(Description of the task): Find the line containing "the concrete wall;", then print it and each following line through the end of the records, exactly and with nothing added; leave out any pictures.

Referring expression pointing data:
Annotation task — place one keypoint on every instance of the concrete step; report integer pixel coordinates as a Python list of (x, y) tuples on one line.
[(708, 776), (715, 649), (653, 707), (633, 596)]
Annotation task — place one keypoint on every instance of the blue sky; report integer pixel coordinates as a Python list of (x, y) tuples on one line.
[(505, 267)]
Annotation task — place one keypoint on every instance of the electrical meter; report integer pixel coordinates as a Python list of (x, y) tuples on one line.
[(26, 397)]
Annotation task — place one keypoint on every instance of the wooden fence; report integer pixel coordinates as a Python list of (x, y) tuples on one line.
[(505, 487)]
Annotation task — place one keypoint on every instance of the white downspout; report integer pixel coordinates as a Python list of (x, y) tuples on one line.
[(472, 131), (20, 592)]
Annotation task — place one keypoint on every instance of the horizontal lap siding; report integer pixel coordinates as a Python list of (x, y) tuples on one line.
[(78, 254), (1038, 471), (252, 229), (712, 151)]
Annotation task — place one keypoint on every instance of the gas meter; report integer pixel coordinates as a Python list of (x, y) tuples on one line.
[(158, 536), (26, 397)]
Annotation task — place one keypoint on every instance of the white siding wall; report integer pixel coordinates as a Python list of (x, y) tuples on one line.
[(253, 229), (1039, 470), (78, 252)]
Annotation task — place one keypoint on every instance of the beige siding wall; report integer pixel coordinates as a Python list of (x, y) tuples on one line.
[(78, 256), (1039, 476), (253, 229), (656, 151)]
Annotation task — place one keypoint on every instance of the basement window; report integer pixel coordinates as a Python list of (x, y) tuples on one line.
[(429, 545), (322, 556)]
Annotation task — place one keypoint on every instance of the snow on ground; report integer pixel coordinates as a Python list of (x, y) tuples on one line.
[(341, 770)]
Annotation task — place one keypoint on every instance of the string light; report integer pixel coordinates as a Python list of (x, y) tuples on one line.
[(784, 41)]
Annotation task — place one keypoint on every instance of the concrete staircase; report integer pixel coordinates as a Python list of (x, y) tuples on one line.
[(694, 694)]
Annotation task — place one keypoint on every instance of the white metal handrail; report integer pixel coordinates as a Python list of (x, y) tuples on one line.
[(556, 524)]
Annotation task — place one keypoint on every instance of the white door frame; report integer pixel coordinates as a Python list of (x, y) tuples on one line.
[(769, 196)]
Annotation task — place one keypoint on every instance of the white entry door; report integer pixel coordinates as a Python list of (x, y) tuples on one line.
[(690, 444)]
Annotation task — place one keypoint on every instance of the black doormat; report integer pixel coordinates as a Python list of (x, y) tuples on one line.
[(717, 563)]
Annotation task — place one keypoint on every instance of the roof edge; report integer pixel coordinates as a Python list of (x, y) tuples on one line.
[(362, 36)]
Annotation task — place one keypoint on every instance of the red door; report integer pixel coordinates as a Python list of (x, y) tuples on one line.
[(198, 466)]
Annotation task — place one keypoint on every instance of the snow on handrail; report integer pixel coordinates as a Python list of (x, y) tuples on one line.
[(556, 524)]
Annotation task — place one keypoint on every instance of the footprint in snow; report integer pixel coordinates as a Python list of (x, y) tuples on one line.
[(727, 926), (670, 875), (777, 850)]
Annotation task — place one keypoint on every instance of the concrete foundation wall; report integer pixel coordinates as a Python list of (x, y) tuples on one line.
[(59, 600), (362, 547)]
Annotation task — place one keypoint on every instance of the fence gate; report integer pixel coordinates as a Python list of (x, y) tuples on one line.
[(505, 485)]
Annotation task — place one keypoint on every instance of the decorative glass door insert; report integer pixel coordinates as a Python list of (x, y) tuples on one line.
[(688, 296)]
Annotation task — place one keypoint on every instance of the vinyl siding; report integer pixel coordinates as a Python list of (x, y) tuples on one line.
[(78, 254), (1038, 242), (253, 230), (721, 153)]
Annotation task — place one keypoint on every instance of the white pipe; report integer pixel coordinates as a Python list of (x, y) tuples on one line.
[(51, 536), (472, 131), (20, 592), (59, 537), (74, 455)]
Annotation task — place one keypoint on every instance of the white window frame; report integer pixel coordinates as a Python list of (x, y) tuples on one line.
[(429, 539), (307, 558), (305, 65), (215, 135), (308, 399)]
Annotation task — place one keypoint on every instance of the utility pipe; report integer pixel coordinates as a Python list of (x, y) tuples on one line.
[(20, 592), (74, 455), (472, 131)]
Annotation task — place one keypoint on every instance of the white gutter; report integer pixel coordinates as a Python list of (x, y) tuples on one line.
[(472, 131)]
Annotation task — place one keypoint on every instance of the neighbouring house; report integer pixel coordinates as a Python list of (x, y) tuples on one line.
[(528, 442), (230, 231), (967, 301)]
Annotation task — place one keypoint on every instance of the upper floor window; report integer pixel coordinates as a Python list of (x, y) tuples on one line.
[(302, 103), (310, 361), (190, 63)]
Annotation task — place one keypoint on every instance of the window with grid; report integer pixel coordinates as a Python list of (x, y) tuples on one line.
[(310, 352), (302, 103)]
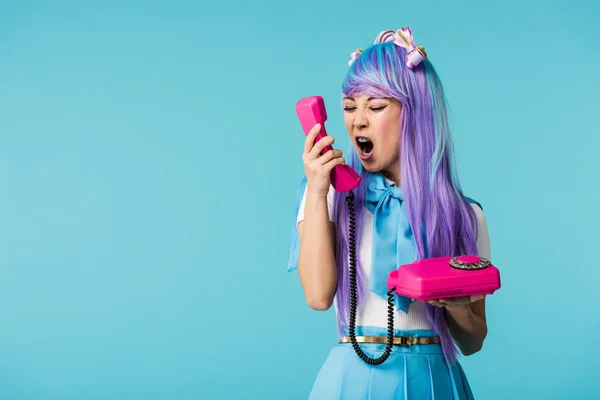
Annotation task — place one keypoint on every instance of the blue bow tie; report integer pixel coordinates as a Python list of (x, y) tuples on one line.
[(393, 242)]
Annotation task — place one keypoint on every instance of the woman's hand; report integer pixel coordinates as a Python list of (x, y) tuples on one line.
[(317, 166), (456, 302)]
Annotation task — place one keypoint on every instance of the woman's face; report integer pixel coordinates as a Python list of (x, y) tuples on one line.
[(374, 128)]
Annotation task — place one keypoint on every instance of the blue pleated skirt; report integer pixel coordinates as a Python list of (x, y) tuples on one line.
[(410, 373)]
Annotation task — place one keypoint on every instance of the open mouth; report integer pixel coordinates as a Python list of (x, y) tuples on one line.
[(365, 146)]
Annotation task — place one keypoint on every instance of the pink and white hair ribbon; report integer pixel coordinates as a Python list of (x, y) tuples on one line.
[(353, 56), (403, 38)]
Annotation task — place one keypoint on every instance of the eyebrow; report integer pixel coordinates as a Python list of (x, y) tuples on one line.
[(369, 99)]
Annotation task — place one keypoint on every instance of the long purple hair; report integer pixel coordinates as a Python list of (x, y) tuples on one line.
[(438, 212)]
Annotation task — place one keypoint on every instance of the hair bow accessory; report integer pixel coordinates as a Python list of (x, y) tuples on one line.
[(403, 38), (353, 56)]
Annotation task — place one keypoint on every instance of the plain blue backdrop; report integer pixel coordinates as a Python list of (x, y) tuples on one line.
[(149, 160)]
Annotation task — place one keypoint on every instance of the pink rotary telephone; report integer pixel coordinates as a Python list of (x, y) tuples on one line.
[(427, 279), (445, 277)]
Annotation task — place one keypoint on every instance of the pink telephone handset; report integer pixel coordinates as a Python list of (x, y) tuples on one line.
[(311, 111), (445, 277)]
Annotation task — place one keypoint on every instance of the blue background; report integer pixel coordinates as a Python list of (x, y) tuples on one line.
[(149, 160)]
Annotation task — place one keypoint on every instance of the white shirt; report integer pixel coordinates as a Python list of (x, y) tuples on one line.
[(374, 308)]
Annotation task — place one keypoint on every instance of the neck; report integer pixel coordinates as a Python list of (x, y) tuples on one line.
[(392, 173)]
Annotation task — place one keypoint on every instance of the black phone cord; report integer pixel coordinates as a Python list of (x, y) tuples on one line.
[(353, 294)]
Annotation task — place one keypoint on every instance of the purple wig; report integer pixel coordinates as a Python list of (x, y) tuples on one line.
[(434, 201)]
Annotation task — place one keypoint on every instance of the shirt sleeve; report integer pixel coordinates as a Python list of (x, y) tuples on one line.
[(483, 238), (330, 195)]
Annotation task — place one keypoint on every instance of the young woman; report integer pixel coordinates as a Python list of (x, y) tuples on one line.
[(409, 206)]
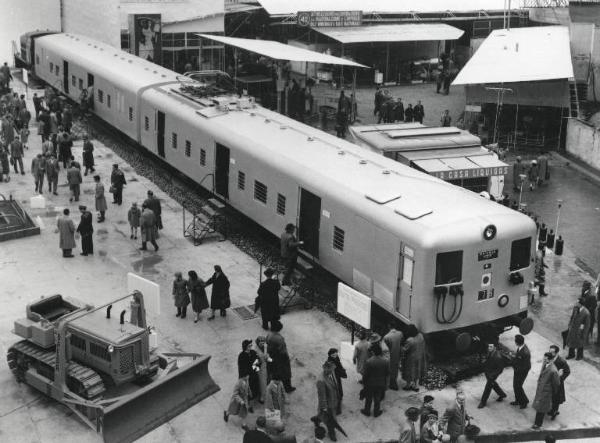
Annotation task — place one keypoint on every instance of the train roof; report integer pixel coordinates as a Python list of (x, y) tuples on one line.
[(121, 67), (394, 194)]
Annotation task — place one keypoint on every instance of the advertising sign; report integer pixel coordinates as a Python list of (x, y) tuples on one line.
[(354, 305), (329, 19), (145, 36)]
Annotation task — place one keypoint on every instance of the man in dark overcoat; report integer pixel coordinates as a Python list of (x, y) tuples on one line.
[(521, 366), (393, 340), (375, 378), (219, 298), (268, 299), (86, 230), (154, 204), (547, 387), (563, 372), (579, 326), (493, 367), (277, 350)]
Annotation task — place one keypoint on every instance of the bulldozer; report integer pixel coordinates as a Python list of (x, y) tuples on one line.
[(106, 370)]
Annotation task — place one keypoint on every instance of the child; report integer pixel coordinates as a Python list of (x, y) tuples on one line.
[(24, 132), (133, 216)]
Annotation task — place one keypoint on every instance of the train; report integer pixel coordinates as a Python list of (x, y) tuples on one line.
[(429, 253)]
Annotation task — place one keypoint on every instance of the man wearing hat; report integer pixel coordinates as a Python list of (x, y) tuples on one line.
[(408, 433), (579, 326), (268, 299), (117, 181), (86, 230)]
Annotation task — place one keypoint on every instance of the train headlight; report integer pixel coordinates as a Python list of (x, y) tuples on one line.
[(489, 232), (503, 300)]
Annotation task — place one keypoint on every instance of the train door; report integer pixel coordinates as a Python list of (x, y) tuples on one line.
[(404, 290), (222, 171), (160, 133), (309, 221), (66, 76)]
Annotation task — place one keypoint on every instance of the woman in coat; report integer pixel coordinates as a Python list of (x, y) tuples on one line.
[(197, 294), (100, 199), (219, 298), (66, 231), (238, 405), (263, 358), (547, 386), (180, 295), (414, 358)]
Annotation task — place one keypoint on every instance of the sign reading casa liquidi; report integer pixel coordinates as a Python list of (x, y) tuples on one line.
[(329, 19), (354, 305)]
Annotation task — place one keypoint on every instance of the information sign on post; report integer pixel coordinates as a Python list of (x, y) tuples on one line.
[(354, 305)]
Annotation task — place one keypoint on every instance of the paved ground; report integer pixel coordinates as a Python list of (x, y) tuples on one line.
[(32, 267)]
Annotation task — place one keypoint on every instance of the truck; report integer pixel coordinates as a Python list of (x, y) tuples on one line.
[(106, 370)]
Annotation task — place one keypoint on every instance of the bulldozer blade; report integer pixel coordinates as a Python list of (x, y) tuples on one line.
[(136, 414)]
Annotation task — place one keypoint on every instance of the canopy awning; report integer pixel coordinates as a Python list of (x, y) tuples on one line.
[(520, 55), (280, 51), (409, 32)]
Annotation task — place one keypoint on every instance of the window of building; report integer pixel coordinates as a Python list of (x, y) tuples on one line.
[(338, 239), (520, 254), (281, 204), (448, 268), (78, 342), (260, 191), (241, 181)]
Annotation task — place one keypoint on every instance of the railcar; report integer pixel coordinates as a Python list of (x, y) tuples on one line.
[(431, 254)]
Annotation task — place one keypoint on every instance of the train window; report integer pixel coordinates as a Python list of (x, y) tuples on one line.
[(448, 268), (338, 239), (281, 204), (260, 191), (520, 254), (241, 181)]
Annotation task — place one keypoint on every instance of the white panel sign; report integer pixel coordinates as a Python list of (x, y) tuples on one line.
[(354, 305), (149, 289)]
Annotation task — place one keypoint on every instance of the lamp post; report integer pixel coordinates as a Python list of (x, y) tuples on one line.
[(522, 177)]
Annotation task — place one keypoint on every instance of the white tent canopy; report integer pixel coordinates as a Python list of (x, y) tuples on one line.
[(288, 7), (520, 55), (280, 51), (393, 33)]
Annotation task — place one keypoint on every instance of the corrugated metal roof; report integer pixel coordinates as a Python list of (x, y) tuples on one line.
[(408, 32), (520, 55), (280, 51), (287, 7)]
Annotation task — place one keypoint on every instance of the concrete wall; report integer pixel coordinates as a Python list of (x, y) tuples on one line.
[(18, 17), (583, 141), (95, 19)]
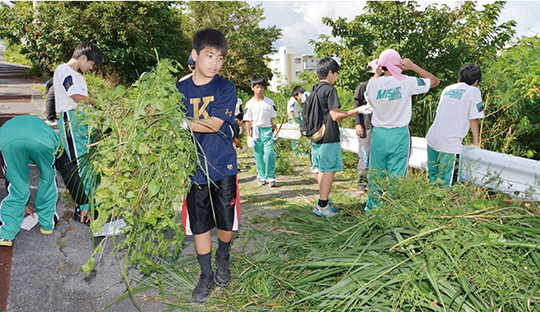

(Task solution):
Annotation task — place one keypoint on every instance of the concrete wall; report integer pixel coordinates as a Python list of (x, y) tuples on one line.
[(18, 17), (583, 141), (95, 19)]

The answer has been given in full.